■ Directive ■
Reproduce every line of the material below character for character, leaving out the pictures.

[Stored records]
────────────────────

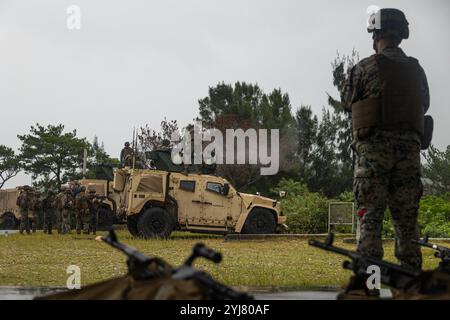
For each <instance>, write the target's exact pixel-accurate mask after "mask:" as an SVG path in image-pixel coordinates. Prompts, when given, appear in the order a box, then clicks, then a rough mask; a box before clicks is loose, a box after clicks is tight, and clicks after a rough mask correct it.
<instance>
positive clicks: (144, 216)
mask: <svg viewBox="0 0 450 320" xmlns="http://www.w3.org/2000/svg"><path fill="white" fill-rule="evenodd" d="M113 189H114V191H115V192H119V193H121V194H123V195H124V196H123V197H122V199H121V204H120V206H121V208H122V209H123V210H124V211H126V213H127V226H128V230H129V231H130V233H131V234H132V235H134V236H142V237H144V238H152V237H161V238H165V237H168V236H169V235H170V234H171V232H172V231H174V230H186V231H193V232H205V233H247V234H273V233H275V232H276V229H277V226H281V225H284V223H285V222H286V217H285V216H284V215H283V213H282V209H281V205H280V203H279V202H278V201H276V200H273V199H269V198H265V197H261V196H256V195H251V194H245V193H240V192H238V191H237V190H236V189H234V188H233V186H231V185H230V183H229V182H228V181H227V180H226V179H224V178H221V177H218V176H214V175H208V174H200V173H184V172H170V171H163V170H153V169H132V168H123V169H118V170H116V172H115V175H114V183H113Z"/></svg>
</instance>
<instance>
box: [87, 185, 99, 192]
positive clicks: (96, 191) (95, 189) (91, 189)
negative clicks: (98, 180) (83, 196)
mask: <svg viewBox="0 0 450 320" xmlns="http://www.w3.org/2000/svg"><path fill="white" fill-rule="evenodd" d="M87 191H88V193H89V194H94V193H96V192H97V190H96V189H95V185H93V184H91V183H89V184H88V186H87Z"/></svg>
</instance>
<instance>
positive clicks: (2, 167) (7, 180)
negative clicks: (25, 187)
mask: <svg viewBox="0 0 450 320" xmlns="http://www.w3.org/2000/svg"><path fill="white" fill-rule="evenodd" d="M19 162H20V161H19V158H18V156H17V155H16V154H15V152H14V150H13V149H11V148H9V147H7V146H4V145H0V189H1V188H3V186H4V185H5V183H6V182H7V181H8V180H10V179H12V178H14V177H15V176H16V175H17V174H18V173H19V171H20V166H19Z"/></svg>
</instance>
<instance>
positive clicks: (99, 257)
mask: <svg viewBox="0 0 450 320" xmlns="http://www.w3.org/2000/svg"><path fill="white" fill-rule="evenodd" d="M100 234H101V233H100ZM118 236H119V239H120V240H121V241H122V242H124V243H126V244H128V245H131V246H133V247H135V248H137V249H139V250H141V251H142V252H143V253H145V254H147V255H156V256H159V257H162V258H164V259H165V260H166V261H167V262H169V263H172V264H175V265H179V264H180V263H182V261H183V260H184V259H185V258H186V257H187V255H188V254H189V252H190V250H191V248H192V246H193V245H194V244H195V243H197V242H199V241H202V242H204V243H205V244H207V245H208V246H210V247H212V248H214V249H216V250H218V251H220V252H222V254H223V256H224V259H223V262H222V263H221V264H219V265H214V264H213V263H211V262H208V261H204V260H201V259H199V260H198V262H197V266H199V267H200V268H202V269H204V270H207V271H208V272H210V273H211V274H212V275H213V276H214V277H215V278H216V279H218V280H220V281H222V282H224V283H226V284H228V285H233V286H242V287H246V286H249V287H276V288H280V287H281V288H284V289H294V288H304V287H317V286H338V285H342V284H343V283H345V282H346V280H347V279H348V277H349V275H350V272H348V271H344V270H343V269H342V268H341V264H342V261H343V258H342V257H340V256H338V255H335V254H331V253H328V252H324V251H321V250H319V249H315V248H312V247H310V246H308V244H307V240H306V239H305V240H303V239H300V240H299V239H295V240H287V239H277V240H265V241H262V240H261V241H258V240H253V241H241V242H234V241H232V242H225V241H224V240H223V238H222V237H211V236H208V237H204V236H203V237H202V236H198V235H192V234H189V233H174V234H173V236H172V237H171V239H169V240H142V239H134V238H132V237H131V236H130V235H129V233H128V232H127V231H126V230H120V231H118ZM336 244H337V245H339V246H344V247H346V248H354V245H349V244H344V243H342V240H340V239H337V240H336ZM385 252H386V258H387V259H388V260H391V261H395V260H394V258H393V242H391V241H390V242H386V243H385ZM423 252H424V267H425V268H433V267H435V266H437V264H438V260H437V259H436V258H434V257H433V252H432V251H431V250H428V249H425V250H423ZM72 264H74V265H78V266H79V267H80V268H81V281H82V285H86V284H89V283H92V282H96V281H99V280H103V279H107V278H110V277H114V276H119V275H122V274H124V273H125V272H126V265H125V257H124V256H123V255H122V254H121V253H120V252H119V251H116V250H115V249H113V248H111V247H110V246H108V245H106V244H105V243H102V242H98V241H95V240H94V236H85V235H81V236H79V235H75V234H69V235H57V234H54V235H51V236H49V235H46V234H43V233H41V232H38V233H36V234H32V235H29V236H27V235H19V234H13V235H9V236H7V237H5V236H0V286H58V287H59V286H65V284H66V279H67V276H68V275H67V273H66V268H67V266H69V265H72Z"/></svg>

────────────────────

■ Response to the task ■
For each <instance>, write the target's exact pixel-accurate mask after "mask:" as an SVG path in image-pixel coordinates. Prompts, when given, appear in the order a box, then clicks, then a rough mask; a box before clicks is loose, a box after clicks is tight, and clicks after a rough mask correct it.
<instance>
positive clicks: (144, 216)
mask: <svg viewBox="0 0 450 320" xmlns="http://www.w3.org/2000/svg"><path fill="white" fill-rule="evenodd" d="M113 189H114V191H115V192H119V193H121V194H123V195H124V196H123V197H122V199H121V204H120V206H121V208H122V209H123V210H124V211H126V213H127V226H128V230H129V231H130V233H131V234H132V235H134V236H142V237H144V238H152V237H161V238H165V237H168V236H169V235H170V234H171V232H172V231H174V230H186V231H193V232H205V233H247V234H273V233H275V232H276V229H277V226H281V225H284V223H285V222H286V217H285V216H284V215H283V213H282V209H281V205H280V203H279V202H278V201H276V200H273V199H269V198H265V197H261V196H256V195H251V194H245V193H240V192H238V191H237V190H236V189H234V188H233V186H231V185H230V183H229V182H228V181H227V180H226V179H224V178H221V177H218V176H214V175H208V174H200V173H184V172H170V171H163V170H153V169H132V168H123V169H118V170H116V172H115V175H114V183H113Z"/></svg>
</instance>
<instance>
box: [87, 185, 99, 192]
positive clicks: (96, 191) (95, 189) (91, 189)
negative clicks: (98, 180) (83, 196)
mask: <svg viewBox="0 0 450 320" xmlns="http://www.w3.org/2000/svg"><path fill="white" fill-rule="evenodd" d="M87 191H88V193H89V194H94V193H96V192H97V190H96V189H95V185H93V184H91V183H89V184H88V186H87Z"/></svg>
</instance>
<instance>
positive clicks: (2, 167) (7, 180)
negative clicks: (25, 187)
mask: <svg viewBox="0 0 450 320" xmlns="http://www.w3.org/2000/svg"><path fill="white" fill-rule="evenodd" d="M19 162H20V161H19V158H18V156H17V155H16V154H15V152H14V150H13V149H11V148H9V147H7V146H4V145H0V189H1V188H3V186H4V185H5V183H6V182H7V181H8V180H10V179H12V178H14V177H15V176H16V175H17V174H18V173H19V171H20V166H19Z"/></svg>
</instance>
<instance>
positive clicks: (99, 257)
mask: <svg viewBox="0 0 450 320" xmlns="http://www.w3.org/2000/svg"><path fill="white" fill-rule="evenodd" d="M100 234H101V233H100ZM118 236H119V239H120V240H121V241H122V242H124V243H126V244H128V245H131V246H133V247H135V248H137V249H139V250H141V251H142V252H143V253H145V254H147V255H156V256H159V257H162V258H164V259H165V260H166V261H167V262H169V263H172V264H175V265H179V264H180V263H182V261H183V260H184V259H185V258H186V257H187V255H188V254H189V252H190V250H191V248H192V246H193V245H194V244H195V243H197V242H199V241H202V242H204V243H205V244H207V245H208V246H210V247H212V248H214V249H216V250H218V251H220V252H222V254H223V256H224V259H223V262H222V263H221V264H219V265H214V264H213V263H211V262H208V261H204V260H201V259H199V260H198V262H197V266H199V267H200V268H202V269H204V270H207V271H208V272H210V273H211V274H212V275H213V276H214V277H215V278H216V279H218V280H220V281H222V282H224V283H226V284H228V285H233V286H242V287H246V286H249V287H276V288H280V287H281V288H284V289H294V288H304V287H317V286H338V285H342V284H343V283H345V282H346V280H347V279H348V277H349V275H350V272H348V271H344V270H343V269H342V268H341V264H342V261H343V258H342V257H340V256H338V255H335V254H331V253H328V252H324V251H321V250H319V249H315V248H312V247H310V246H308V244H307V240H306V239H305V240H303V239H300V240H299V239H295V240H287V239H277V240H265V241H262V240H261V241H258V240H253V241H241V242H234V241H232V242H225V241H224V240H223V238H222V237H211V236H208V237H204V236H203V237H202V236H198V235H192V234H189V233H174V234H173V236H172V237H171V239H169V240H142V239H134V238H132V237H131V236H130V235H129V233H128V232H127V231H126V230H120V231H118ZM336 244H337V245H339V246H344V247H346V248H354V245H349V244H344V243H342V240H340V239H337V240H336ZM385 252H386V258H387V259H388V260H391V261H395V260H394V258H393V242H391V241H390V242H386V243H385ZM423 252H424V267H425V268H433V267H435V266H437V264H438V260H437V259H436V258H434V257H433V252H432V251H431V250H428V249H425V250H423ZM72 264H74V265H78V266H79V267H80V268H81V281H82V285H86V284H89V283H92V282H96V281H99V280H103V279H107V278H110V277H114V276H119V275H122V274H124V273H125V272H126V265H125V257H124V256H123V255H122V254H121V253H120V252H119V251H116V250H115V249H113V248H111V247H110V246H108V245H106V244H105V243H102V242H98V241H95V240H94V236H85V235H81V236H79V235H75V234H69V235H57V234H54V235H51V236H49V235H46V234H43V233H41V232H38V233H36V234H32V235H29V236H27V235H19V234H13V235H9V236H7V237H5V236H0V286H58V287H59V286H65V284H66V279H67V276H68V275H67V273H66V268H67V266H69V265H72Z"/></svg>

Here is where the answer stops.